What to produce
All records below should be repeated exactly, with the pictures left out.

Given information
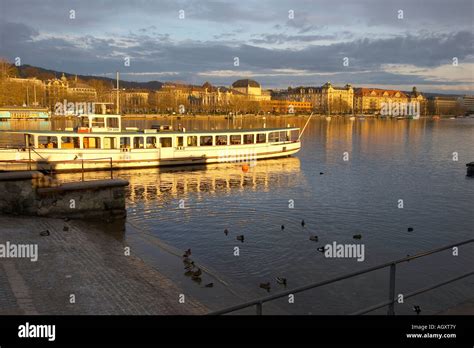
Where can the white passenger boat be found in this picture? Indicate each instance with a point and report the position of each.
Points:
(99, 143)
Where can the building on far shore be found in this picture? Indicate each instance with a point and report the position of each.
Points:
(285, 106)
(468, 103)
(251, 89)
(446, 105)
(326, 99)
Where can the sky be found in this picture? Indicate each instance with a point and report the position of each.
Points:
(277, 43)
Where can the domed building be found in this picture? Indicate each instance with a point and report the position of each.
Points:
(251, 89)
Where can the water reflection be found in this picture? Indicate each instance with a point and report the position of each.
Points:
(147, 185)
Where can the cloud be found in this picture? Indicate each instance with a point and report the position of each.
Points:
(305, 50)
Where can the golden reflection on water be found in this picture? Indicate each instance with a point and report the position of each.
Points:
(146, 185)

Output of the task
Where can the white passenger boat be found in this picture? Indicate each instance with a point and report the position of each.
Points:
(99, 143)
Where can the building on far shore be found in this picture? Indicate each instance with a point and report the position of each.
Points:
(285, 106)
(468, 103)
(251, 89)
(446, 105)
(326, 99)
Where can the sky be found in this picture? Indicate each instance with a point and report the position of each.
Points:
(277, 43)
Where can the domed building be found in this picture? Indicate each instance with a point and report the position of each.
Points:
(251, 89)
Where can the water reflection be found in this picture? Indicate each instance with a point and report the position of each.
Points:
(147, 185)
Where can the cloud be found in this picture? Indicate each instance with a point and report the position of each.
Points:
(305, 50)
Where can the golden reflection on water be found in this picture? Indicate each instance with a point and report the position of each.
Points:
(146, 185)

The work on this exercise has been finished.